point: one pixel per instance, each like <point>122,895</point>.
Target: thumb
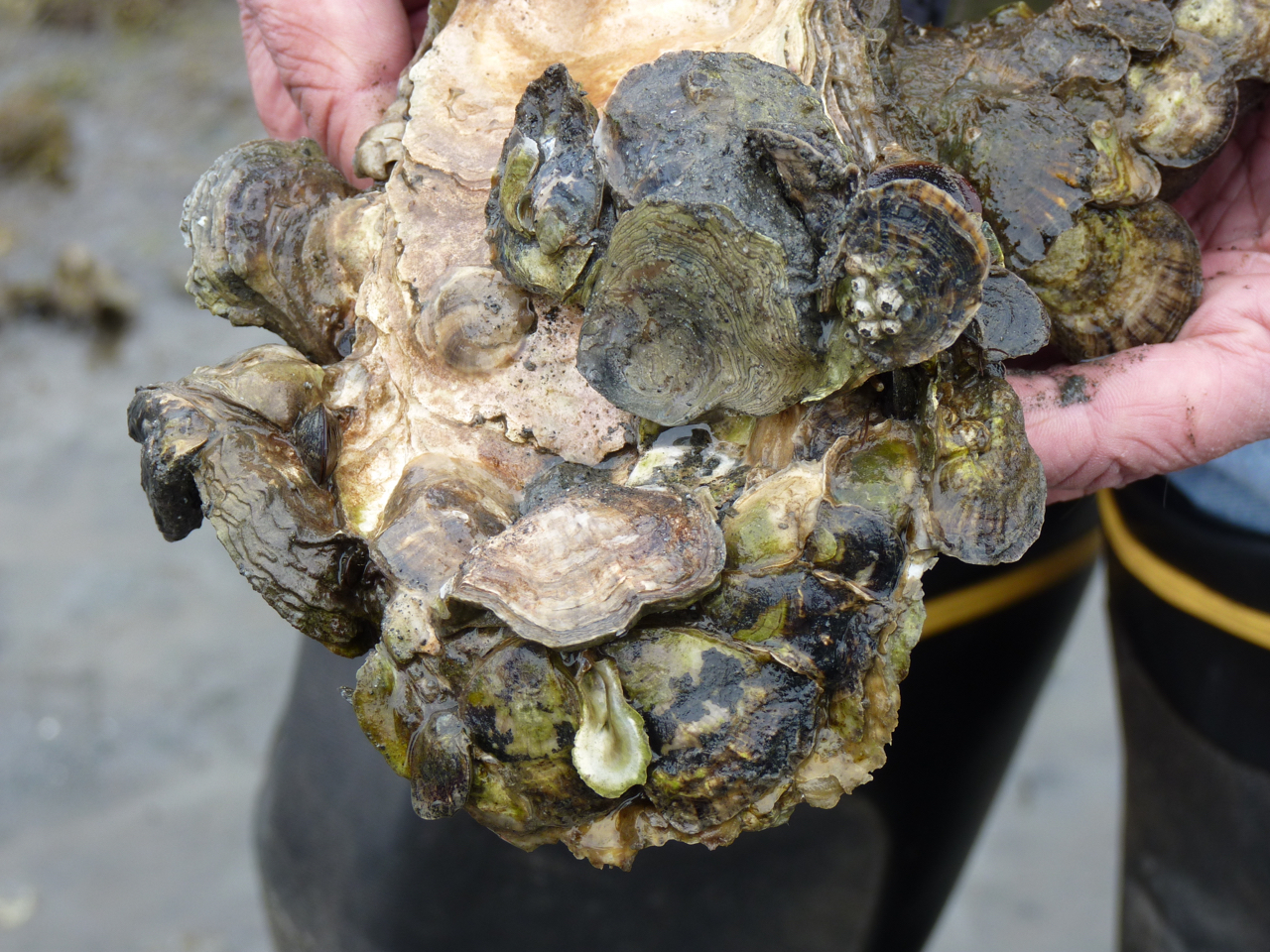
==
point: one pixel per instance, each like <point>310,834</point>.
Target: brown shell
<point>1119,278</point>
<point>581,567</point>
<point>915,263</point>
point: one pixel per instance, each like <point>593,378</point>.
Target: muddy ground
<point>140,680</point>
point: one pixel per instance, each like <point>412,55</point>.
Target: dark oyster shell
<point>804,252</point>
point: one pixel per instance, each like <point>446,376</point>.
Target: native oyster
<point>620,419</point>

Stated problem: Output the lines from the one containing "point: one pixel per instance, each like <point>412,55</point>." through the one containing "<point>620,419</point>", both included, reproducing each verbatim.

Expected output:
point: one pixel per instance, each like <point>412,55</point>.
Target: dark oyster shell
<point>804,252</point>
point: one pixel per instance, each like <point>446,376</point>.
Target: native oyster
<point>620,419</point>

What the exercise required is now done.